# Work instructions
Find each line in the listing below that contains the word "destination" and copy those lines out in full.

# Data entries
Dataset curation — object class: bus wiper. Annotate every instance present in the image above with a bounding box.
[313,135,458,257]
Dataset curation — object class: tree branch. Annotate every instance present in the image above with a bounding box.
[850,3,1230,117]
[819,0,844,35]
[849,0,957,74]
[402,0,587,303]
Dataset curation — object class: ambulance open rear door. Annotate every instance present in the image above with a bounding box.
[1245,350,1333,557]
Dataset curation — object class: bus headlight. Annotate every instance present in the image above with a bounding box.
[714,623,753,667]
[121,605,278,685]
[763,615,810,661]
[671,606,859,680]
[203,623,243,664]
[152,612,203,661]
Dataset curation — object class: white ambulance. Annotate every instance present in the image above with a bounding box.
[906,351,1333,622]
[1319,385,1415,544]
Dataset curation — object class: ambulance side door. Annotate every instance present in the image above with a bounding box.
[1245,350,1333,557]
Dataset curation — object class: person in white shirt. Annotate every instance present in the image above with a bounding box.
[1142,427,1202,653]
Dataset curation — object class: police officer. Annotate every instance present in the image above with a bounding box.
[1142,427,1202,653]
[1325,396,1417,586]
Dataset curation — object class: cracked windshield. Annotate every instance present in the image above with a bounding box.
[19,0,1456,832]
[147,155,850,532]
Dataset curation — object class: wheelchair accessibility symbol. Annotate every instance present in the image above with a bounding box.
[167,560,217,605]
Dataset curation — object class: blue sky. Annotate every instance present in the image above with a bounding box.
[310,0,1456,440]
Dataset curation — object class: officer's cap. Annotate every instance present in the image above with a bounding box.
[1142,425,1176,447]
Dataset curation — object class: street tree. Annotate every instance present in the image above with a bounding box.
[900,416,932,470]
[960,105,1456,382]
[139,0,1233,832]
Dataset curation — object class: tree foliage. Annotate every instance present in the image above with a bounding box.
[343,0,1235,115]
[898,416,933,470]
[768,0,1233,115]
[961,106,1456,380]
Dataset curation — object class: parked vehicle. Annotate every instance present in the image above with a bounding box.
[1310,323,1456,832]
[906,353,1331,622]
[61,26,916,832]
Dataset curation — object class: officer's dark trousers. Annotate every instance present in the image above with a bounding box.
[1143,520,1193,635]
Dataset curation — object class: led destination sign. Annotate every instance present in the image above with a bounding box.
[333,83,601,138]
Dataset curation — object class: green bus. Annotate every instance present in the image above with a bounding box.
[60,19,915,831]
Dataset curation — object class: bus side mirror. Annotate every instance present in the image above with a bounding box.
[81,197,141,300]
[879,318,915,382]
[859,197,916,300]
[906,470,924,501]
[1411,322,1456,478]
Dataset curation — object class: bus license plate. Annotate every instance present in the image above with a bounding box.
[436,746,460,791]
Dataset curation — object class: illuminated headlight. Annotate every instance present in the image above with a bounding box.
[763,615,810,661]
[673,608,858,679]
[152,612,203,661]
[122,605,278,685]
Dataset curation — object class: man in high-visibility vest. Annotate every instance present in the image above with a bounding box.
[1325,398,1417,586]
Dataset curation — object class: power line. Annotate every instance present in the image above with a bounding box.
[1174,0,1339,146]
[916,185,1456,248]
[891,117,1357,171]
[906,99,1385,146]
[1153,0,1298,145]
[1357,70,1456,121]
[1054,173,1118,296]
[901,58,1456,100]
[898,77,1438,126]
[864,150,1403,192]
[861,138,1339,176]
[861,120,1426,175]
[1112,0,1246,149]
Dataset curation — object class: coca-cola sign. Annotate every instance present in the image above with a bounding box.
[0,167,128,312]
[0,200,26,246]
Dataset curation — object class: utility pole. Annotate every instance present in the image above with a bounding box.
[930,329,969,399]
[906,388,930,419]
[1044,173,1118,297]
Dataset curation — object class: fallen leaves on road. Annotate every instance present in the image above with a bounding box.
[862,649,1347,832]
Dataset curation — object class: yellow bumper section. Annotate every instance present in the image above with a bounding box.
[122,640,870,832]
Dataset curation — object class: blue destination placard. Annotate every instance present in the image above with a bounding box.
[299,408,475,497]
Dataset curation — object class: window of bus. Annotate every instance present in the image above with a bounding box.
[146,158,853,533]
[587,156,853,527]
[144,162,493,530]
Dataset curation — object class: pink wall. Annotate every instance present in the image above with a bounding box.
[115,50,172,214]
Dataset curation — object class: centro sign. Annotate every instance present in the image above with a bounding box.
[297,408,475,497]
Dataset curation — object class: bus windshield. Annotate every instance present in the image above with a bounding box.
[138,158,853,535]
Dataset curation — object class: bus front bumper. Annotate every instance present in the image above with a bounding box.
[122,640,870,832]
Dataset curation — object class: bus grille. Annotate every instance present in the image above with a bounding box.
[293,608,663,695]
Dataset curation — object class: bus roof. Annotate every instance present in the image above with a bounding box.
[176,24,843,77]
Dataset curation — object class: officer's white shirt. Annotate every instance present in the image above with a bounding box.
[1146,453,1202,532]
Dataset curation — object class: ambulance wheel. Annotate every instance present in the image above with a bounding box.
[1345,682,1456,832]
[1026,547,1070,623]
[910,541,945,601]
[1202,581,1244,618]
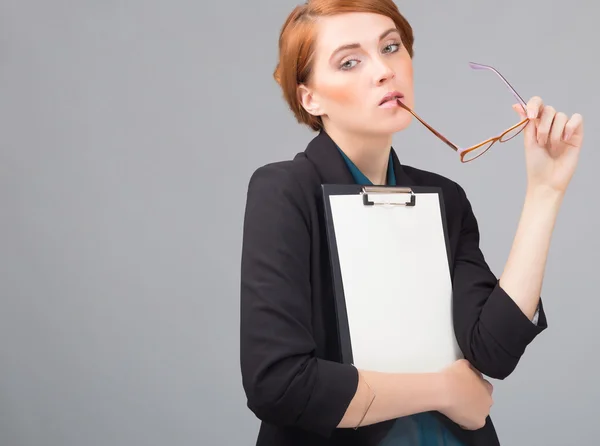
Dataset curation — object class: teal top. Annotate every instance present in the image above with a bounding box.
[338,147,465,446]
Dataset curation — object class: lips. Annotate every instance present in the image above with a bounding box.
[379,91,404,105]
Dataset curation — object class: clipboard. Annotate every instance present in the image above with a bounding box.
[322,184,464,373]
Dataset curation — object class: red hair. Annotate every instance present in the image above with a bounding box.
[273,0,414,131]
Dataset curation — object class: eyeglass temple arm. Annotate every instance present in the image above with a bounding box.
[469,62,527,110]
[396,99,461,152]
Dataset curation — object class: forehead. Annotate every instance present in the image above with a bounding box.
[316,12,396,55]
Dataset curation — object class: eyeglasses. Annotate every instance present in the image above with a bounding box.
[398,62,529,163]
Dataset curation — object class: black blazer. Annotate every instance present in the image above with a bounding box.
[240,132,547,446]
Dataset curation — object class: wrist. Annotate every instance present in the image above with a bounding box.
[525,185,565,210]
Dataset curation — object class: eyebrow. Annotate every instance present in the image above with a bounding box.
[329,28,400,60]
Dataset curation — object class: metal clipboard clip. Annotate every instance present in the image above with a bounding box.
[361,186,416,206]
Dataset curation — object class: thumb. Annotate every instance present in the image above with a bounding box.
[512,104,536,143]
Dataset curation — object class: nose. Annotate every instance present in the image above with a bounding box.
[374,58,396,85]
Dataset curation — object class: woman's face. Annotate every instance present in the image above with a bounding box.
[299,12,413,135]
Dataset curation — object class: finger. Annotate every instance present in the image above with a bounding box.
[564,113,583,141]
[513,104,527,119]
[527,96,544,119]
[550,112,569,146]
[537,105,556,146]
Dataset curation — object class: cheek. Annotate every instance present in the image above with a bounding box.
[320,77,360,107]
[323,85,356,105]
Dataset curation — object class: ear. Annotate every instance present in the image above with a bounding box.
[297,84,324,116]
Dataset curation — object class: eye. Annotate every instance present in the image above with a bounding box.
[340,59,358,70]
[383,43,400,53]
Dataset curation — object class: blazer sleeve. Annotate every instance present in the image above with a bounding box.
[240,164,358,436]
[453,185,548,379]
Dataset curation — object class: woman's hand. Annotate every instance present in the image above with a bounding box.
[513,96,583,193]
[440,359,494,430]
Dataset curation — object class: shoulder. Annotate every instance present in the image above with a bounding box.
[246,155,319,223]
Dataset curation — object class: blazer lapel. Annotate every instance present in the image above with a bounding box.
[304,130,414,186]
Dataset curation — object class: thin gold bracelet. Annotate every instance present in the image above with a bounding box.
[354,378,376,430]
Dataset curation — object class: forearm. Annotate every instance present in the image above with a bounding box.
[338,371,444,428]
[500,187,563,319]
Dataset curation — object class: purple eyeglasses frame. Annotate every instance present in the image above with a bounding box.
[398,62,529,163]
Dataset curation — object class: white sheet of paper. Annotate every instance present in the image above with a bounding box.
[330,193,463,373]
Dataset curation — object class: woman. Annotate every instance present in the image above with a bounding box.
[241,0,583,446]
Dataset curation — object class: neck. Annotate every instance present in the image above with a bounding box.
[325,123,392,185]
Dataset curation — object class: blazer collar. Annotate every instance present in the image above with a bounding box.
[304,130,414,186]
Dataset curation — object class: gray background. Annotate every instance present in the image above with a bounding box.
[0,0,600,446]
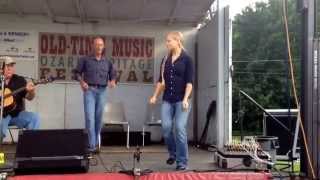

# Result of the task
Dataset curation — object class: led destination sign. Annotate every instance present in the image above with a bounding box.
Dataset curation — object class: blue destination placard. Annotate every instance present in the image above with a bounding box.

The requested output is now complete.